### Set exercise a
Count the lines in the rows below that contain the word "window", and reply with that number only.

+ + + +

Table 2: Regional distribution

### 2.2. Speech detection and extraction

The main preprocessing step is to identify parts of the audio that is considered speech. Having a large collection to begin with, we have the luxury of being conservative in our selection, i.e. we do not have to find all speech, just enough for our training.

Audio files containing speech used for training were extracted using the following heuristic: each sound file is split into frames of 20ms length. Voice and silence detection is run on each frame. Silence is defined as audio that does not contain voice and has a dBFS of less than -40. We used Silero VAD to detect voices with the level parameter set to 2 (Silero, 2021). Frames are then bundled into chunks of 50 frames, i.e 1000ms. A chunk is valid only if it contains voice or silence and their respective ratios are between certain thresholds. Information about consecutive valid chunks with a combined length of more than 30 seconds are written to disk. The result is a master file with pointers to those parts of a file that contain viable speech.

A corpus of arbitrary size can then be generated by randomly selecting 30 second spans of speech from the master file up to a predetermined total amount (1k, 10k, 100k, etc. hours) and writing these to disk with available metadata, i.e broadcast channel, filename and timestamp. Results show that roughly 50% of the total running time is tagged as speech, making the estimated size of the complete corpus 1.4M hours with 100k hours added yearly.

The corpus currently exists in its rawest form with theonly preparation made is detected speech and the only metadata is broadcast date and the original broadcast channel. Audio is downsampled to 16KHz mono.

### 2.3. Other sources

Alongside P4 other sources of speech were used in the training. Using the same speech detection heuristic as for P4, a total of 1100 hours of speech was extracted from audiobooks and podcasts.

## 3. A Swedish acoustic model: VoxRex

We used this speech corpus and additional audio data to train multiple versions of *VoxRex*, a Wav2Vec2 model with 300 million parameters as first described by Facebook AI (Baevski et al., 2020). This corresponds in size to the original Wav2Vec2 Large. The number of attention heads, hidden layers and intermediate size was set to 16, 24 and 4096 respectively. Multiple versions were trained to compare the effect of more data and longer training time.

+ + + +

### Set exercise b
Decide whether each statement agrees with the text on speech detection and VoxRex above. Answer yes or no for each, and quote the deciding words. (i) Each sound file is split into frames of 20ms length. (ii) The audio is downsampled to 44KHz stereo. (iii) VoxRex has 300 million parameters.

+ + + +

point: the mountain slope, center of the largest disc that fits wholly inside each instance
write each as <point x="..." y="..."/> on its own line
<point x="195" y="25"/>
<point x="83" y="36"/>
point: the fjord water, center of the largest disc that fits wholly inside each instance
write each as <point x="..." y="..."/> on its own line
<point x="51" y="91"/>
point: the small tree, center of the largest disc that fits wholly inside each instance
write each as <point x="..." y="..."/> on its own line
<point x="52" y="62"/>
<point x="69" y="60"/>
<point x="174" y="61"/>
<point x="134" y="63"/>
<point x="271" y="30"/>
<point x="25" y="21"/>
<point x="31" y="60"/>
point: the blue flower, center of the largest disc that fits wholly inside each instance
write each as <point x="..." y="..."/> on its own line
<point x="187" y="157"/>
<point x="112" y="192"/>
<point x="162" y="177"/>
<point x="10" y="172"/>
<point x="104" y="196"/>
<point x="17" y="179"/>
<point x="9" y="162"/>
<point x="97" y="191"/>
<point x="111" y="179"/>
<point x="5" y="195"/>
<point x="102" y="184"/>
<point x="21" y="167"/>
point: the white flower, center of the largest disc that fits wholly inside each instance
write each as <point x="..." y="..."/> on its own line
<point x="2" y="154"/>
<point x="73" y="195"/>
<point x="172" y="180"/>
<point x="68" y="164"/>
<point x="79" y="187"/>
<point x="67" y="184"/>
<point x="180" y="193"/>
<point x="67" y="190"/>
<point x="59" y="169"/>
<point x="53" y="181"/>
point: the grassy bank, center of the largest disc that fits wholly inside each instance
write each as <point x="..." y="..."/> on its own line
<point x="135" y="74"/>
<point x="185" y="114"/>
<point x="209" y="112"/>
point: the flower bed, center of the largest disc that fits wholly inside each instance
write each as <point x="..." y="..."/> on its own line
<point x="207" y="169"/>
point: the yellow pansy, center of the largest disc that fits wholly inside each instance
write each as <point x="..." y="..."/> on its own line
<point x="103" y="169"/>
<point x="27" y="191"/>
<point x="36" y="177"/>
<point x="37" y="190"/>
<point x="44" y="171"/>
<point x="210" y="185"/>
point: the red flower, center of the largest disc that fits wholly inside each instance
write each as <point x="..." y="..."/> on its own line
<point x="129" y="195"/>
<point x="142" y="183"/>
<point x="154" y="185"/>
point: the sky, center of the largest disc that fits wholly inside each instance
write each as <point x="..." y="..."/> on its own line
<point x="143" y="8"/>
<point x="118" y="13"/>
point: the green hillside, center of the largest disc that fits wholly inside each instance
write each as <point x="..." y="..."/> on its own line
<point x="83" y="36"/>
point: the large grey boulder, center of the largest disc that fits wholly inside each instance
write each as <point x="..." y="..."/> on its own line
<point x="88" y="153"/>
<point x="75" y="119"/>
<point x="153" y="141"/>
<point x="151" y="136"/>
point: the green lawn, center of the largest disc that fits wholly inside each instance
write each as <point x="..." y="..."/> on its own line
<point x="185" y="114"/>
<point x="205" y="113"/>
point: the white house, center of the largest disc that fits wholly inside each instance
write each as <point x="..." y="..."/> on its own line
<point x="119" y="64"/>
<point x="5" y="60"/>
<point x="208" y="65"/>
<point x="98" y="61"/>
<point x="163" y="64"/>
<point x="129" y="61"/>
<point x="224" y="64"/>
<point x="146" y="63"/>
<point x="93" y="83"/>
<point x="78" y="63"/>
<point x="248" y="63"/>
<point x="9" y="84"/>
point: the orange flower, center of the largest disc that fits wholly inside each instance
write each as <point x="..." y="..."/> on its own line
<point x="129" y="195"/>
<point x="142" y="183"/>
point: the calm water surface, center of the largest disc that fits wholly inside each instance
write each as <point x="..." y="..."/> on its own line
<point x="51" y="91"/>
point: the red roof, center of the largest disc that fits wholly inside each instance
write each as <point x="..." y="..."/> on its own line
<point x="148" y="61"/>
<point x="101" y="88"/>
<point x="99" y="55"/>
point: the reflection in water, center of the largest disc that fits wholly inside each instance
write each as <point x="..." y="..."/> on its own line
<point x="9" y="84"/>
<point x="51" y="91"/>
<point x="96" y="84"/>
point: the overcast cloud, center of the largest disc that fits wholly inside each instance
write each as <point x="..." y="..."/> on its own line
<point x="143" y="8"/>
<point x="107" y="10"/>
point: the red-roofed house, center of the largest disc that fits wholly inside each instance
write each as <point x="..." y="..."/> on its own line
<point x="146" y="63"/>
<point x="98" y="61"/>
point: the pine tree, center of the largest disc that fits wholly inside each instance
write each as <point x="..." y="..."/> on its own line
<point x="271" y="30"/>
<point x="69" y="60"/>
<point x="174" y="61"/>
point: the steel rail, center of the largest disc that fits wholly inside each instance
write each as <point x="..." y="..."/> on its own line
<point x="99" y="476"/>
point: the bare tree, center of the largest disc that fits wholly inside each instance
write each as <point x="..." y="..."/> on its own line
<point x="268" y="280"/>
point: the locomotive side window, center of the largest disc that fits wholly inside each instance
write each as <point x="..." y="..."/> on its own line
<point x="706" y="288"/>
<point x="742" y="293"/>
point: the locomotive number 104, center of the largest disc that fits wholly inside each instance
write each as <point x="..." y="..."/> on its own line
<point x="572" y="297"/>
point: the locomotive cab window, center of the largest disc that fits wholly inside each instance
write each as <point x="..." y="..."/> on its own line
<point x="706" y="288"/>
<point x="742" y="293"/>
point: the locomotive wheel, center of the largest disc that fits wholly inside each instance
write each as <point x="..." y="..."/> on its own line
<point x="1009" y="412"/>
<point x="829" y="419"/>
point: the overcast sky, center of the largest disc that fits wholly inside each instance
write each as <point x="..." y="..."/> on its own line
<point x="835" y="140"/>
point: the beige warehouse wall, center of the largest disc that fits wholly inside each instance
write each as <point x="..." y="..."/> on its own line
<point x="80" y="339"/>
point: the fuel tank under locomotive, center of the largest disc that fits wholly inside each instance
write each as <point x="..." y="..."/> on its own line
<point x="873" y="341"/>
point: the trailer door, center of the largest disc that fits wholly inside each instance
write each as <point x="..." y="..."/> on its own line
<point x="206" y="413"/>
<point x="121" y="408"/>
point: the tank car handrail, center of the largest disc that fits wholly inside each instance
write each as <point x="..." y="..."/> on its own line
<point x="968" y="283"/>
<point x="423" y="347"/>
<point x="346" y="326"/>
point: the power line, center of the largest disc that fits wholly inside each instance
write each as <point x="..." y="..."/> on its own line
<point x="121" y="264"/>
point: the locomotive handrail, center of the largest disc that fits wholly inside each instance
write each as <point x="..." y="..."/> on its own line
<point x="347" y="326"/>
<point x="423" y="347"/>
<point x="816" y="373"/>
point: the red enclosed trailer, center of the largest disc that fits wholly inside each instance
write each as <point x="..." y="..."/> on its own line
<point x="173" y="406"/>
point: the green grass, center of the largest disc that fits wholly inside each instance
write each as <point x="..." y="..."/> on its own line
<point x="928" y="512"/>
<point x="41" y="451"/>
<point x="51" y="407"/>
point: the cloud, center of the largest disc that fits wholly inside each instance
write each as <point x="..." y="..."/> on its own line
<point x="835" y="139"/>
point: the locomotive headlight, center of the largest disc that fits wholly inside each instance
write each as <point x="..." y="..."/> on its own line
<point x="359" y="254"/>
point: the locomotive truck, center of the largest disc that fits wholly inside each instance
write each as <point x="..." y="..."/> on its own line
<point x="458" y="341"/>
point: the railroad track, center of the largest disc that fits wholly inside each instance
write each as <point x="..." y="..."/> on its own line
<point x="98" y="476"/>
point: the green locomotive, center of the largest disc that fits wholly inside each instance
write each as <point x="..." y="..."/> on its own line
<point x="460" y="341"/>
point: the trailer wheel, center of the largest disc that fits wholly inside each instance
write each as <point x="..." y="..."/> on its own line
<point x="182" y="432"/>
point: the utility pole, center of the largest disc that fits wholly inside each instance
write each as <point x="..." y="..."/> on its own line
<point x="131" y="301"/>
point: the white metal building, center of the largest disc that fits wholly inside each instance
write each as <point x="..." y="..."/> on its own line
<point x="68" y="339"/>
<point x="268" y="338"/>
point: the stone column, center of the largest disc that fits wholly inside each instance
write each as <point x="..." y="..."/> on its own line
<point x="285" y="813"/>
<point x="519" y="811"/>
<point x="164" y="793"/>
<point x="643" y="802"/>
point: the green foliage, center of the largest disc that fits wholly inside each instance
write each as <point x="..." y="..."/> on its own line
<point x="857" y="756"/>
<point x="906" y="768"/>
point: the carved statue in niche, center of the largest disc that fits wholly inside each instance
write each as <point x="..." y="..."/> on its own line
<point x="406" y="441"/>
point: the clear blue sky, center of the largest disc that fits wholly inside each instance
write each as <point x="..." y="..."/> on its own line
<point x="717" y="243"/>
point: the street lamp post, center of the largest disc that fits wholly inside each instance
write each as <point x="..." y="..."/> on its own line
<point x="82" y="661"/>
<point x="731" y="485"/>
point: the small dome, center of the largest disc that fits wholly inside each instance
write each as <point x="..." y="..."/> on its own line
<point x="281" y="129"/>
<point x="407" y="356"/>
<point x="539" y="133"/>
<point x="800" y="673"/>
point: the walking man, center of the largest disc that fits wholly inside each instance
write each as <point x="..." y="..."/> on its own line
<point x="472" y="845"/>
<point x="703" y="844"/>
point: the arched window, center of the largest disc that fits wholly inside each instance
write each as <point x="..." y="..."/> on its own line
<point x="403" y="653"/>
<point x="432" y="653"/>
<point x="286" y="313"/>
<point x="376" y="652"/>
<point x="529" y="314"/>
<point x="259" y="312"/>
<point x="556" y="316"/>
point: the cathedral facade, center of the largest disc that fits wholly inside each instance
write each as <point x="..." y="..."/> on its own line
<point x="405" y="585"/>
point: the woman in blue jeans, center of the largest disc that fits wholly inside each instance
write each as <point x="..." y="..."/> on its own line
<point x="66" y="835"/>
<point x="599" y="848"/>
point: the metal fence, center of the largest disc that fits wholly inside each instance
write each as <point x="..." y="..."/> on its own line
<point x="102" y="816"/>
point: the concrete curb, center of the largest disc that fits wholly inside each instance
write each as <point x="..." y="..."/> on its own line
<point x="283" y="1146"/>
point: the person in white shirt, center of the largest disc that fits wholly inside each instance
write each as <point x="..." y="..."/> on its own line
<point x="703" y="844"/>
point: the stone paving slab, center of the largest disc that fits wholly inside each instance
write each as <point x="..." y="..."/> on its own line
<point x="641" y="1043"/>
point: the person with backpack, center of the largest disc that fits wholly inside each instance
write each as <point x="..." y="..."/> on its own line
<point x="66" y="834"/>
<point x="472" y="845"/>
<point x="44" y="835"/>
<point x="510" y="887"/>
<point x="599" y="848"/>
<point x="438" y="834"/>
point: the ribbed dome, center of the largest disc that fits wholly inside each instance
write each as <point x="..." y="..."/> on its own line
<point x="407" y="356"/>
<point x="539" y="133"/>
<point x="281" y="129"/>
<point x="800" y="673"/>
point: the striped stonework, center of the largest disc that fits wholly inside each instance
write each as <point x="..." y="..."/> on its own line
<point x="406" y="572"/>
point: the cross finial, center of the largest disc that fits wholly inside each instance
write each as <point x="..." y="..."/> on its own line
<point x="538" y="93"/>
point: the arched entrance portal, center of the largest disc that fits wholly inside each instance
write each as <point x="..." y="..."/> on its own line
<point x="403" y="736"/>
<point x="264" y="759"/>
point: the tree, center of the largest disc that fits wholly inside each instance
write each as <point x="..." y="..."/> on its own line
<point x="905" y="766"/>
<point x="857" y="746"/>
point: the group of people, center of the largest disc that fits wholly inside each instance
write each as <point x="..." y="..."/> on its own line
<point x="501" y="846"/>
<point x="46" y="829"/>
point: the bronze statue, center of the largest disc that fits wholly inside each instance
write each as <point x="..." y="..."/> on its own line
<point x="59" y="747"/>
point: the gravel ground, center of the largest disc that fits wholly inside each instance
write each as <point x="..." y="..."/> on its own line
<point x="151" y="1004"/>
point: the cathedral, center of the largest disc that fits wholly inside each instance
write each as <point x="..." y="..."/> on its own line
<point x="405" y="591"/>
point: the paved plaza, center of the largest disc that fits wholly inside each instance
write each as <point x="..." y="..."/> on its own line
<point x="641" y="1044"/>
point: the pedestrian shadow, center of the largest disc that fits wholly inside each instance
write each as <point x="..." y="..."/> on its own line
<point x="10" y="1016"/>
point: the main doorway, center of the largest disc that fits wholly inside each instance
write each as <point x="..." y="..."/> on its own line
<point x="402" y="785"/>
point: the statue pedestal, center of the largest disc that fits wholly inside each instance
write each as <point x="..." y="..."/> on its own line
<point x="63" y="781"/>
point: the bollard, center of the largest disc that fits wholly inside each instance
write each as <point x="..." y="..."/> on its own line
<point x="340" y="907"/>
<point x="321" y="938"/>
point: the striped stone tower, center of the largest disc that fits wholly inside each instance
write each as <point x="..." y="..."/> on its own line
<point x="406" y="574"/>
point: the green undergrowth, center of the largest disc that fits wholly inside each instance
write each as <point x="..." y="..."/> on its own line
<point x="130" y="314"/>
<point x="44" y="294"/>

+ + + +

### Problem solution a
3

### Problem solution b
(i) Yes: "each sound file is split into frames of 20ms length."
(ii) No: "Audio is downsampled to 16KHz mono."
(iii) Yes: "a Wav2Vec2 model with 300 million parameters"